### Selected text ###

Suarez got cheers and laughter when he stated: “Not only am I a deplorable, but I’m a Latino for Trump. They say we don’t exist.” Rally participants would never have known that Suarez had denounced Trump’s character and campaign in harsh terms less than a year ago. “The only thing more embarrassing than his campaign is watching preachers support Trump and even manipulate scripture to invent false prophecies regarding Trump,” he wrote on Twitter last November. “He’s not ‘the trumpet.’”
Suarez, who said he had lost his wife to cancer a week ago Friday, quoted his boss Samuel Rodriguez saying “prophetically” that “today’s complacency is tomorrow’s captivity.” Suarez said Christians can’t let liberals shape the Supreme Court. In a prayer, he referred to the settlers of Jamestown making a covenant with God, arguing like dominionist David Lane that the U.S. is still under that covenant. Suarez prayed:
Father, we come before you in the name of the Lord Jesus Christ. We stand on holy ground that was dedicated to you over 400 years ago, not too far from where we’re standing. And though our history has changed us, the covenant that those first settlers made stands the same. This land is dedicated to the glory of the Lord Jesus Christ… I ask you to bless the United States of America. I ask you to continue to favor our country and our citizens. And I ask that today you would stir up passion amongst our citizens to vote, and to vote according to their Judeo-Christian values. And I ask you to bless this country one more time. Make us great one more time. Continue to prosper us and favor us one more time. And I ask you, in the name of the Lord Jesus, that you would bless our nominee, Mr. Donald J. Trump, with wisdom and knowledge to govern and to lead our nation.

### Data ###

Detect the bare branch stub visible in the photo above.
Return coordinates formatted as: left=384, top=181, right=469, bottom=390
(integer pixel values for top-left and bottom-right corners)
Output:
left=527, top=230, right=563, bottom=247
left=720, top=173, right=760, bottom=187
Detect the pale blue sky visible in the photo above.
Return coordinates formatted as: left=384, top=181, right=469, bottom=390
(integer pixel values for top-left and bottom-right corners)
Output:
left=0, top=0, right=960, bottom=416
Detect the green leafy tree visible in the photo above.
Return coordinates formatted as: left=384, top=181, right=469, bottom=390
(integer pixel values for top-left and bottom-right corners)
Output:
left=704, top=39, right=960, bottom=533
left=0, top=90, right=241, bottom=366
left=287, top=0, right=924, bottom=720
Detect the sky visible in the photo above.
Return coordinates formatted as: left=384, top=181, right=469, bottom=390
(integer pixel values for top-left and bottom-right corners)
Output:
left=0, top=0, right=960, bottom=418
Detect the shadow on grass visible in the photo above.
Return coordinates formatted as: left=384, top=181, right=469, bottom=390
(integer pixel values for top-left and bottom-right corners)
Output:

###

Required tasks:
A – In the passage about Suarez, who does Suarez quote as saying "today's complacency is tomorrow's captivity"?
B – Extend the passage about Suarez, starting right after its last sentence.

Solved tasks:
A – His boss, Samuel Rodriguez.

B –
Trump delivered a relatively short version of his stump speech, speaking for just under half an hour, but he made sure to make a pitch for the evangelical vote he is counting on to put him over the top. “One of the greatest privileges of my journey has been the time I have spent with the evangelical community and people of faith across our nation,” he said. “There are no more decent, devoted and selfless people than our Christian brothers and sisters here in the United States.”
Trump promised to “cherish and defend faith and religious liberty” and to get rid of the Johnson Amendment, which restricts electoral politicking by churches and other tax-exempt nonprofits, and which he called “a great disaster for our great people and for our church.”
Trump’s speech included a now-familiar formulation: “Imagine what we could accomplish if we came together as one people, under one God, saluting one American flag.” And as he was wrapping up he made sure to get in another plug for Religious Right leaders’ concerns about religious liberty, saying, “Remember the words religious liberty. It’s a very big part of winning…Our religious liberty is being trampled on, and we can’t let that happen.”